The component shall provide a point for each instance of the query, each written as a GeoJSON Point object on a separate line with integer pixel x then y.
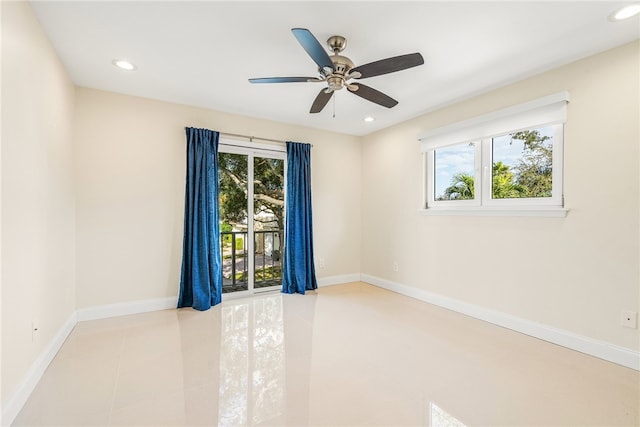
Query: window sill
{"type": "Point", "coordinates": [550, 212]}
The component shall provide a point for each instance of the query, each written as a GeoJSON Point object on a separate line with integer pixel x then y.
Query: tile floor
{"type": "Point", "coordinates": [347, 355]}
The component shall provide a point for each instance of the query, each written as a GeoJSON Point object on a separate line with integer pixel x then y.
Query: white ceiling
{"type": "Point", "coordinates": [202, 53]}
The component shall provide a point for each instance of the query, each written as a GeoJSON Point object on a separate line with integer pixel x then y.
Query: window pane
{"type": "Point", "coordinates": [268, 220]}
{"type": "Point", "coordinates": [232, 199]}
{"type": "Point", "coordinates": [522, 164]}
{"type": "Point", "coordinates": [454, 172]}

-------

PROBLEM:
How many lines in the data above contain the word "window"? Reply with the number alone.

EXERCISE OUTPUT:
2